* What to produce *
Could you turn the entries below into a JSON list of strings, with one string for each line and no blank lines, covering every entry? Leave the pictures out of your answer.

* Data for processing *
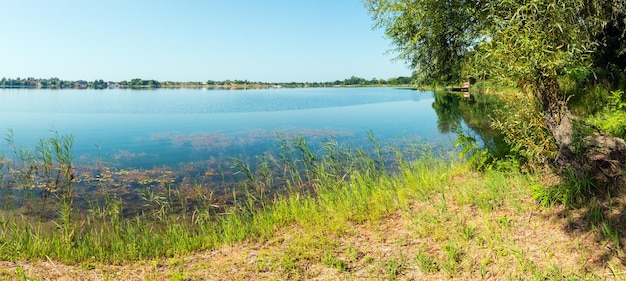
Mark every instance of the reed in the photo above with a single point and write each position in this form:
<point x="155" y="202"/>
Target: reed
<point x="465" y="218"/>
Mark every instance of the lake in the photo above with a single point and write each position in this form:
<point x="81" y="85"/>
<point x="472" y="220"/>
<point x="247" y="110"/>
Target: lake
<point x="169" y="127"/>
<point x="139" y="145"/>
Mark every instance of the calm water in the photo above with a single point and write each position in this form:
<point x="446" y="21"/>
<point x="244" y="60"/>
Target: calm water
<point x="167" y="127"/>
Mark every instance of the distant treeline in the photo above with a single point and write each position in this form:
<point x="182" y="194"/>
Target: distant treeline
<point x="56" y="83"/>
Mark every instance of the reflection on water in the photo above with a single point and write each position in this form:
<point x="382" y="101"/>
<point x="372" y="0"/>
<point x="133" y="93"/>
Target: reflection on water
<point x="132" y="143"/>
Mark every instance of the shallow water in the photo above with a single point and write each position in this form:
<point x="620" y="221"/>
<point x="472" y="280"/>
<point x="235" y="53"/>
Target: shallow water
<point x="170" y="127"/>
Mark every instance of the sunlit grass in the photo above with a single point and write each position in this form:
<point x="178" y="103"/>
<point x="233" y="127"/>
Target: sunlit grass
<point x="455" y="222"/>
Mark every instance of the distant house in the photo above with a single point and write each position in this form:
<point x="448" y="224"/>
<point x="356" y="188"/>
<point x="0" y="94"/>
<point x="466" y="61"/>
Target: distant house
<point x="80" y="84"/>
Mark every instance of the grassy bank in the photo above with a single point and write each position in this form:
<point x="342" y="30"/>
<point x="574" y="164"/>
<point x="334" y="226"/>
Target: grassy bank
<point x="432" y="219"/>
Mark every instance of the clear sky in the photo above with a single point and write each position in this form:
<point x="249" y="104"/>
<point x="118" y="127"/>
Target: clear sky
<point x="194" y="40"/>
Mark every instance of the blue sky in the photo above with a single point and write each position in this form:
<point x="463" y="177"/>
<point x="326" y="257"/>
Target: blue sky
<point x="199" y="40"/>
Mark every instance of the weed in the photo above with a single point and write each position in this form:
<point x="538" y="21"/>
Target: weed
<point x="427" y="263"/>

* Task response *
[
  "Mark every instance of the reed in the photo above with a single point and write each position in this form:",
  "<point x=\"155\" y=\"202\"/>",
  "Target: reed",
  "<point x=\"465\" y=\"218\"/>",
  "Mark every instance of the lake in the photo above with a single point and write each position in this form:",
  "<point x=\"81\" y=\"85\"/>",
  "<point x=\"472\" y=\"220\"/>",
  "<point x=\"247\" y=\"110\"/>",
  "Target: lake",
  "<point x=\"169\" y=\"127\"/>",
  "<point x=\"139\" y=\"145\"/>",
  "Mark every instance of the calm water in the photo above with a single point and write each position in this form:",
  "<point x=\"446\" y=\"21\"/>",
  "<point x=\"244\" y=\"60\"/>",
  "Target: calm water",
  "<point x=\"167\" y=\"127\"/>",
  "Mark every instance of the distant treeline in the photo above with a single point and write each position in this form:",
  "<point x=\"182\" y=\"194\"/>",
  "Target: distant treeline",
  "<point x=\"56\" y=\"83\"/>",
  "Mark every instance of the reflection on water in the photo above with a single point and write each position in this form:",
  "<point x=\"382\" y=\"101\"/>",
  "<point x=\"372\" y=\"0\"/>",
  "<point x=\"133\" y=\"93\"/>",
  "Target: reflection on water",
  "<point x=\"132\" y=\"143\"/>",
  "Mark every instance of the shallow water in the photo above with a single point and write each position in this form:",
  "<point x=\"620\" y=\"221\"/>",
  "<point x=\"472\" y=\"280\"/>",
  "<point x=\"235\" y=\"53\"/>",
  "Target: shallow water",
  "<point x=\"170\" y=\"127\"/>",
  "Mark every instance of the sunlit grass in the photo above with a single point and write each position in this form:",
  "<point x=\"178\" y=\"103\"/>",
  "<point x=\"233\" y=\"127\"/>",
  "Target: sunlit grass",
  "<point x=\"455\" y=\"222\"/>",
  "Mark every instance of the distant house in the photo above with a single point and write each position in this form:",
  "<point x=\"448\" y=\"224\"/>",
  "<point x=\"356\" y=\"188\"/>",
  "<point x=\"0\" y=\"94\"/>",
  "<point x=\"466\" y=\"61\"/>",
  "Target: distant house",
  "<point x=\"80\" y=\"84\"/>",
  "Mark every instance of the grassy bank in the photo above with a single point and write each position in this form:",
  "<point x=\"342\" y=\"30\"/>",
  "<point x=\"574\" y=\"164\"/>",
  "<point x=\"334\" y=\"226\"/>",
  "Target: grassy bank",
  "<point x=\"432\" y=\"219\"/>",
  "Mark every instance of the clear sky in the photo above with a single point and write each position in this form:",
  "<point x=\"249\" y=\"104\"/>",
  "<point x=\"118\" y=\"127\"/>",
  "Target: clear sky",
  "<point x=\"194\" y=\"40\"/>",
  "Mark every instance of the blue sky in the photo above with a single point and write each position in this form:",
  "<point x=\"463\" y=\"177\"/>",
  "<point x=\"326\" y=\"257\"/>",
  "Target: blue sky",
  "<point x=\"199\" y=\"40\"/>",
  "Mark every instance of the weed in the photo above with a single point and write each position in this form:",
  "<point x=\"538\" y=\"21\"/>",
  "Target: weed",
  "<point x=\"427\" y=\"263\"/>"
]